--- To be done ---
Rewrite the records below, replacing "every instance" with "each instance" wherever it occurs and keeping everything else unchanged. Leave the pictures out.

--- Exercise materials ---

────────────────────────────────────────

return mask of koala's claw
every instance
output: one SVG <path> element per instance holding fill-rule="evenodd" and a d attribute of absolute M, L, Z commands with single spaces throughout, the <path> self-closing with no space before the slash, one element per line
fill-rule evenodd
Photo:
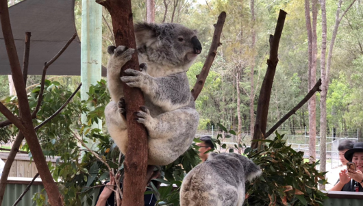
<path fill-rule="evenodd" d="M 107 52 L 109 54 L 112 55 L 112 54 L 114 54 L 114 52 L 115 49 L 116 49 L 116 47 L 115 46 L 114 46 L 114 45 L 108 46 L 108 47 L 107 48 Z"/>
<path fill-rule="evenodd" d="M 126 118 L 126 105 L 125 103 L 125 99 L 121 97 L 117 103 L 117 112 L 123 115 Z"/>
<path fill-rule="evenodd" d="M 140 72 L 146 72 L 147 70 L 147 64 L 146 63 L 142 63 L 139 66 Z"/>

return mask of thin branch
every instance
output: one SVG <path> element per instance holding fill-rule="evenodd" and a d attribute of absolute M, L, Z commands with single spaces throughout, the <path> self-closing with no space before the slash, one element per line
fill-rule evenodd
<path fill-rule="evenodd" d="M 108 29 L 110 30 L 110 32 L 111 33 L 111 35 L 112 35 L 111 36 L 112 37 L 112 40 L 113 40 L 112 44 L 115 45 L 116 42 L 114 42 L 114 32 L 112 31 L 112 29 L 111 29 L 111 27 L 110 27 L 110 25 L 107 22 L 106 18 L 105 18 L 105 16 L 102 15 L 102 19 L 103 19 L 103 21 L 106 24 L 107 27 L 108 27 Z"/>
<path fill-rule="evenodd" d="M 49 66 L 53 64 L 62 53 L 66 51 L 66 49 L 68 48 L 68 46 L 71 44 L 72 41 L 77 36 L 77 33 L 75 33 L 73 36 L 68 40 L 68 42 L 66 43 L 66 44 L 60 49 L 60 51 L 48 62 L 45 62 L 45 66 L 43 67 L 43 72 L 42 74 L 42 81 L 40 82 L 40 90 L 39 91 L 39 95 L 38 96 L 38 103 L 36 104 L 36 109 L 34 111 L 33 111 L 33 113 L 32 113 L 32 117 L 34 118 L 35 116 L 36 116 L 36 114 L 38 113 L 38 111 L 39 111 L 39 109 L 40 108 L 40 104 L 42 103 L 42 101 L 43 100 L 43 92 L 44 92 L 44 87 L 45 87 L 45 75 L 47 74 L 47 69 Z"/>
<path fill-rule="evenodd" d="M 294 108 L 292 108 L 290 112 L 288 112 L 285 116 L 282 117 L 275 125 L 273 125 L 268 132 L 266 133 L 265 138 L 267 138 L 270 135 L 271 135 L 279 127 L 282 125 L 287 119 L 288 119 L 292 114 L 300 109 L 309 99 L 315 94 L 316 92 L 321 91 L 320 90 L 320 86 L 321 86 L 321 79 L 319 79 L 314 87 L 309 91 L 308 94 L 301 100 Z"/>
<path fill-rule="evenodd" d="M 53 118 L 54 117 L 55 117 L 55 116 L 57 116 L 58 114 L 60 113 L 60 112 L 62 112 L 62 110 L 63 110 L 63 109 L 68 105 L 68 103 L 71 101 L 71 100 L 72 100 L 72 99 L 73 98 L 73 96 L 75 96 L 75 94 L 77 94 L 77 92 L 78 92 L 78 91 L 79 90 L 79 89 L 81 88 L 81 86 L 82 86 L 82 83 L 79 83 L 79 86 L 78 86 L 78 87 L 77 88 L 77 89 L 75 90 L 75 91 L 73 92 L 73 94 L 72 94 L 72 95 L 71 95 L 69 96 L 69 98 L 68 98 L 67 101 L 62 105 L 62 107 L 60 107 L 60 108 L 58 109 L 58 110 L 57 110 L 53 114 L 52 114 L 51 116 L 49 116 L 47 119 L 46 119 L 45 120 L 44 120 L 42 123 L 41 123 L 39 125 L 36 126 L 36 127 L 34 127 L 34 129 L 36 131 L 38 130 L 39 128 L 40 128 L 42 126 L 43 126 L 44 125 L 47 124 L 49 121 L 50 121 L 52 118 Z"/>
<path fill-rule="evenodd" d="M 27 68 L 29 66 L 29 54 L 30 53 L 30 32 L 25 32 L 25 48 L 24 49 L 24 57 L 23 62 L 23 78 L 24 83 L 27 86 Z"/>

────────────────────────────────────────

--- Result ---
return mask of koala's claw
each instance
output: one SVG <path> element per instance holding fill-rule="evenodd" and a d attribute of absolute M, L, Z commands with single spaces throughout, the <path> self-closing with no space before the slash, one element per line
fill-rule evenodd
Photo:
<path fill-rule="evenodd" d="M 107 52 L 109 54 L 112 55 L 112 54 L 114 54 L 114 52 L 115 49 L 116 49 L 116 47 L 115 46 L 114 46 L 114 45 L 108 46 L 108 47 L 107 48 Z"/>
<path fill-rule="evenodd" d="M 126 118 L 126 105 L 125 103 L 125 99 L 121 97 L 117 103 L 117 112 L 123 115 Z"/>
<path fill-rule="evenodd" d="M 140 72 L 146 72 L 147 70 L 147 64 L 146 63 L 142 63 L 139 66 Z"/>

return mask of thin branch
each instance
output: one SVG <path> element per instance holding fill-rule="evenodd" and a d attribute of absolute M, L, Z commands with single spaces throughout, the <path> self-closing with no space before the slash, one element per line
fill-rule evenodd
<path fill-rule="evenodd" d="M 108 29 L 110 30 L 110 32 L 111 33 L 111 35 L 112 35 L 111 36 L 112 37 L 112 40 L 113 40 L 112 44 L 115 45 L 116 42 L 114 42 L 114 32 L 112 31 L 112 29 L 111 29 L 111 27 L 110 27 L 110 25 L 107 22 L 106 18 L 105 18 L 105 16 L 102 15 L 102 19 L 103 19 L 103 21 L 106 24 L 107 27 L 108 27 Z"/>
<path fill-rule="evenodd" d="M 49 66 L 53 64 L 62 53 L 66 51 L 66 49 L 68 48 L 68 46 L 71 44 L 72 41 L 77 36 L 77 33 L 75 33 L 73 36 L 68 40 L 68 42 L 66 43 L 66 44 L 60 49 L 60 51 L 48 62 L 45 62 L 45 66 L 43 67 L 43 72 L 42 74 L 42 81 L 40 82 L 40 90 L 39 91 L 39 95 L 38 96 L 38 103 L 36 104 L 36 109 L 34 111 L 33 111 L 33 113 L 32 113 L 32 117 L 34 118 L 35 116 L 36 116 L 36 114 L 38 113 L 38 111 L 39 111 L 39 109 L 40 108 L 40 104 L 42 103 L 42 101 L 43 100 L 43 92 L 44 92 L 44 87 L 45 87 L 45 75 L 47 74 L 47 69 Z"/>
<path fill-rule="evenodd" d="M 294 108 L 292 108 L 290 112 L 288 112 L 285 116 L 282 117 L 275 125 L 273 125 L 268 132 L 266 133 L 265 138 L 267 138 L 270 135 L 271 135 L 279 127 L 282 125 L 287 119 L 288 119 L 292 114 L 300 109 L 309 99 L 315 94 L 316 92 L 321 91 L 320 90 L 320 86 L 321 86 L 321 79 L 319 79 L 314 87 L 309 91 L 308 94 L 301 100 Z"/>
<path fill-rule="evenodd" d="M 53 118 L 54 117 L 55 117 L 55 116 L 57 116 L 58 114 L 60 113 L 60 112 L 62 112 L 62 110 L 63 110 L 63 109 L 68 105 L 68 103 L 71 101 L 71 100 L 72 100 L 72 99 L 73 98 L 73 96 L 75 96 L 75 94 L 77 94 L 77 92 L 78 92 L 78 91 L 79 90 L 79 89 L 81 88 L 81 86 L 82 86 L 82 83 L 79 83 L 79 86 L 78 86 L 78 87 L 77 88 L 77 89 L 75 90 L 75 91 L 73 92 L 73 94 L 72 94 L 72 95 L 71 95 L 69 96 L 69 98 L 68 98 L 67 101 L 62 105 L 62 107 L 60 107 L 60 108 L 58 109 L 58 110 L 57 110 L 53 114 L 52 114 L 51 116 L 49 116 L 47 119 L 46 119 L 45 120 L 44 120 L 42 123 L 41 123 L 39 125 L 36 126 L 36 127 L 34 127 L 34 129 L 36 131 L 38 130 L 39 128 L 40 128 L 42 126 L 43 126 L 44 125 L 47 124 L 49 121 L 50 121 L 52 118 Z"/>
<path fill-rule="evenodd" d="M 27 68 L 29 66 L 29 54 L 30 53 L 30 32 L 25 32 L 25 48 L 24 49 L 24 57 L 23 62 L 23 78 L 24 83 L 27 86 Z"/>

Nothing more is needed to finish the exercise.